#### [EXERCISE REQUIREMENTS]
Arrange every line of the listing below as a numbered list, and leave out any blank lines.

** START OF PROVIDED ENTRIES **

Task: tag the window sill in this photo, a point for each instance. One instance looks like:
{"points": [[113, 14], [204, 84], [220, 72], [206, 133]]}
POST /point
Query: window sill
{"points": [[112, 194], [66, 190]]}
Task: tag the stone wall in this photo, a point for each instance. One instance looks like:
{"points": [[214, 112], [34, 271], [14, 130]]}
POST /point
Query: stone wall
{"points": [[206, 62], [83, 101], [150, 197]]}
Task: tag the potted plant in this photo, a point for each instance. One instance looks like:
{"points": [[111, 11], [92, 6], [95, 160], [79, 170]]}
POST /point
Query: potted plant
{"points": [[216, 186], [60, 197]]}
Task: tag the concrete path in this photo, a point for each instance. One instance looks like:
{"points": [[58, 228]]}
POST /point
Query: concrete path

** END OF PROVIDED ENTRIES **

#### [SOLVED PROBLEM]
1. Task: tag the window sill in this photo, a point for each instance. One instance looks like:
2. {"points": [[113, 14], [204, 84], [220, 72], [206, 133]]}
3. POST /point
4. Query: window sill
5. {"points": [[112, 194], [66, 190]]}
6. Task: tag the stone wall in this photo, a point for each instance. One instance looks like:
7. {"points": [[214, 112], [34, 271], [14, 130]]}
8. POST /point
9. Query: stone wall
10. {"points": [[206, 62], [83, 101], [150, 197]]}
11. Task: tag the potted plant in this photo, a point for each instance. One instance looks like:
12. {"points": [[111, 11], [92, 6], [95, 160], [79, 170]]}
13. POST /point
14. Query: potted plant
15. {"points": [[216, 186], [60, 197]]}
16. Task: tag the concrete path in this photo, a point for each instance. One instance looks like:
17. {"points": [[58, 228]]}
18. POST /point
19. Query: concrete path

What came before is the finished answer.